### Text block

Almac Clinical Services Feature in “The Big Question”

July 3, 2007

News Letter – 03 July 2007

Jonathan Calderwood, Global Marketing Manager, Almac Clinical Services

What is your career background?

I studied Biochemistry at Queens and then completed a Postgraduate in Computer Science. After graduation in 1994, I started working at the old CTS division of Galen, which is now Almac Clinical Servcies. My first job was as a Production Supervisor and I did find working full time a bit of a shock to the system. The role gave me a great insight into the operations side of the business and it was also a crash introduction into managing people. I then moved to a Project Management role which was much more customer focused; this position gave me a clear understanding of the size and potential of the markets Almac operates in across Europe, North America and further afield. I was then appointed Business Development Manager for Europe because of my experience across different parts of the company. Since we deal with multi-national pharmaceutical companies its important to have the proper technical knowledge which I’d gained through my early experience at Almac. My new role involved a lot of travel, and as Almac evolved into a fully global business I was then appointed to my current position as Global Marketing Manager.

What was your first job and how much were you paid?

My first job was at the Roads Service in Hyde Bank when I was a student, I worked as a general dogs body and answered the phone. Not too challenging but it paid well!

Have you ever had a job you hated?

I once spent a few weeks working at an amusement park in the US where my role was to stand as a target for visitors to throw rubber ducks at. Thankfully things have improved since then.

What was your first success in the business?

My first break in Almac was when the old CTS division invested a huge amount in a new facility and I was given a crack at writing the procedures for the new operation. I had to think about how the operations worked, how the facility could function to its optimum, even how the people got to their workstations when they clocked in. This sparked my interest in operations and gave me an understanding of how it can drive success and competitive advantage in a company.

What business figure(s) do you most admire?

The people I most admire are local business figures, big and small, who’ve had to put up with so much for so long. I hope that now that things have turned around in Northern Ireland that these entrepreneurs can benefit from their long-term commitment. Northern Ireland wasn’t a stable place and this factor, combined with a small population made it difficult to start a business. Still, many local people still took risks and managed to make their business a success.

######
### Raw data

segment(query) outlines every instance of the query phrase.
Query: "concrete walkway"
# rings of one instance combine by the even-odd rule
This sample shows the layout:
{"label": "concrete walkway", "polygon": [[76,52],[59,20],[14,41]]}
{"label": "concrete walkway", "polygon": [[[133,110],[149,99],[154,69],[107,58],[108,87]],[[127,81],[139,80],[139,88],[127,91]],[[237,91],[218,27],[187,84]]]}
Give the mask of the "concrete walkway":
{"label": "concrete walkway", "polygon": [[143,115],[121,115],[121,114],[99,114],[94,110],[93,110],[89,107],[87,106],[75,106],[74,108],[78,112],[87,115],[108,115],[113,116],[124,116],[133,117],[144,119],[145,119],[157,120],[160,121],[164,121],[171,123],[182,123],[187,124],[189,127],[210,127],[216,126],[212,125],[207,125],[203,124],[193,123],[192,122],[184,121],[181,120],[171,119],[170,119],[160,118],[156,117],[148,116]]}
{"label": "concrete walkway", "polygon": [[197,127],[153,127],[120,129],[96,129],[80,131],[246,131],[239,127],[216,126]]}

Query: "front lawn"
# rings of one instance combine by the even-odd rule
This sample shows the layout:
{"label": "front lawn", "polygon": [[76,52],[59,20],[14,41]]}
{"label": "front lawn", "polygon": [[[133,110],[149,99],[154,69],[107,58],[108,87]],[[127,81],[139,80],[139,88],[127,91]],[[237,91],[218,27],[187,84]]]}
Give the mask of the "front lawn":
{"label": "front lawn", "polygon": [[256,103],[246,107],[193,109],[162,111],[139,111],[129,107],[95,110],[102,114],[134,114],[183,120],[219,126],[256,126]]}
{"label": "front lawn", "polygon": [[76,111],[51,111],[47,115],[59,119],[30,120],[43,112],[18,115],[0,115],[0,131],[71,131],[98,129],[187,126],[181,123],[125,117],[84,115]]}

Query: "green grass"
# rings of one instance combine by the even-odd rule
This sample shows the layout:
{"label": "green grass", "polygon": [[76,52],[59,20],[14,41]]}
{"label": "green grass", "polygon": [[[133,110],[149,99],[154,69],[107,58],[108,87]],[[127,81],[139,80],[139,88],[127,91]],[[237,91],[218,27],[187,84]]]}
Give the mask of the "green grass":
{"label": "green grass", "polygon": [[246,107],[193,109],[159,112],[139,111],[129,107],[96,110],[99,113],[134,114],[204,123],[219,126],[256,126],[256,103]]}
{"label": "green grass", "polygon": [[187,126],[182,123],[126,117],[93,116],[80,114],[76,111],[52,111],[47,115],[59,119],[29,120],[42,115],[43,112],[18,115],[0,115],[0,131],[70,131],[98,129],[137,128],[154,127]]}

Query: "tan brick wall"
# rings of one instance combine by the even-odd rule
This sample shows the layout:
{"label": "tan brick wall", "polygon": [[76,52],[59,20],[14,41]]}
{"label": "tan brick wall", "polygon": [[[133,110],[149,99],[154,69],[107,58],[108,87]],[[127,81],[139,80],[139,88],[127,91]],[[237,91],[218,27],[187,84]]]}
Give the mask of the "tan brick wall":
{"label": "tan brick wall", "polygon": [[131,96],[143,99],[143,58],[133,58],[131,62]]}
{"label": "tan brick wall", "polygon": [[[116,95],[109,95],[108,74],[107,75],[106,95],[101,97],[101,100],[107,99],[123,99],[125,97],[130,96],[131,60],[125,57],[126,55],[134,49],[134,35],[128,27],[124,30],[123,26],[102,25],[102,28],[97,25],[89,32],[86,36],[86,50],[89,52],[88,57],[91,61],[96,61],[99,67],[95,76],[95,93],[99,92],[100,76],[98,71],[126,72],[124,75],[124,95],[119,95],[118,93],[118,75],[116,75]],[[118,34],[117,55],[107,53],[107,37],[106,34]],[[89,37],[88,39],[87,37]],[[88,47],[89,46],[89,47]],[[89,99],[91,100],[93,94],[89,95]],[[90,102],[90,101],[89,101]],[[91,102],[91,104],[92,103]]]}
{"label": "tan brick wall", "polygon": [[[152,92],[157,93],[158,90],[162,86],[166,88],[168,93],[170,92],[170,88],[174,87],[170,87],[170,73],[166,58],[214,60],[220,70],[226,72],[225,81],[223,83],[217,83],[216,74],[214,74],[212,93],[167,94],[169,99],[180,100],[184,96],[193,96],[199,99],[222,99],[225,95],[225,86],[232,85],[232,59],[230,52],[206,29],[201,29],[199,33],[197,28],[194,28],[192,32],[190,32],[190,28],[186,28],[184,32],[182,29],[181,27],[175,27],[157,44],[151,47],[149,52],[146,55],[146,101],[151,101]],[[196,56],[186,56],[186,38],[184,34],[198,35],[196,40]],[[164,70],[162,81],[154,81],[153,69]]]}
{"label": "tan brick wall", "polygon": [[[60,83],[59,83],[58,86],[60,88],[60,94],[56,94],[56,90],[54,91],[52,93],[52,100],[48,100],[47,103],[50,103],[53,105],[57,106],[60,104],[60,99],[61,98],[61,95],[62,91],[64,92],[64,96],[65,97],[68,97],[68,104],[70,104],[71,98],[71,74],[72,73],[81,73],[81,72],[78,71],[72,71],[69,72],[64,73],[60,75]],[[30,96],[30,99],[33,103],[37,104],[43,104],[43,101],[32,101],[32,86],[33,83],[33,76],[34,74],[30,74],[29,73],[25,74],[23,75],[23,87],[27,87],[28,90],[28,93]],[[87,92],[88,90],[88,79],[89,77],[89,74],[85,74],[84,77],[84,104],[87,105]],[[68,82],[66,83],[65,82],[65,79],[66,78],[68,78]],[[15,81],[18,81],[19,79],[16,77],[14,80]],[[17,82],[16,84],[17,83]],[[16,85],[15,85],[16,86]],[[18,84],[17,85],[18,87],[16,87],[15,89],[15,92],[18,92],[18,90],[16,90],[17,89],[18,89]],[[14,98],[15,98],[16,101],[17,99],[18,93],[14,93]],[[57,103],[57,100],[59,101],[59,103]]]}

######

[Tasks to carry out]
1) Condense the paragraph of the interview beginning "The people I most admire" into a shorter version that keeps its main facts.
2) Write the next part of the interview, picking up after its final paragraph.

[Task-by-task outputs]
1) I most admire local business figures, big and small, who endured a great deal for a long time, and I hope that, with things now turned around in Northern Ireland, they benefit from their long-term commitment. Instability and a small population made starting a business there difficult, yet many local people still took risks and made their businesses succeed.

2)
Have you ever made a big mistake in business and if so what did you learn from it?

I haven’t made any drastic mistakes but lets just say I’m constantly on the learning curve. In this job you learn your lessons and don’t forget them.

What is the most valuable piece of business advice you have ever been given?

That the most important thing is to think outside our own area and our comfort zones. The impact of China and India will be huge and we now have to compete on ideas which can only be generated by thinking this way. That’s why its always vital that we bring our own concepts to the table to give us that extra competitive advantage.

What one item would you take with you to a desert island and why?

Although definitely not an ‘item’, I’d take my wife Claire with my son Ben in her backpack. And if that wasn’t allowed, my trusted iPod.

What has been your biggest financial extravagance?

My biggest extravagance is my music collection which is currently enjoying a period of unstoppable exponential growth. At the moment it looks like I might have to move some into the attic.

Do you have a business mantra?

There are so many floating around that’s its hard to pick but the most important thing is to be yourself. People may be able to replicate systems and technologies but they can’t replicate personalities and relationships.

What items do you always carry with you?

My Blackberry has become vital. I’ve been totally sucked in and find it hard to believe we ever operated without one.

When will you retire?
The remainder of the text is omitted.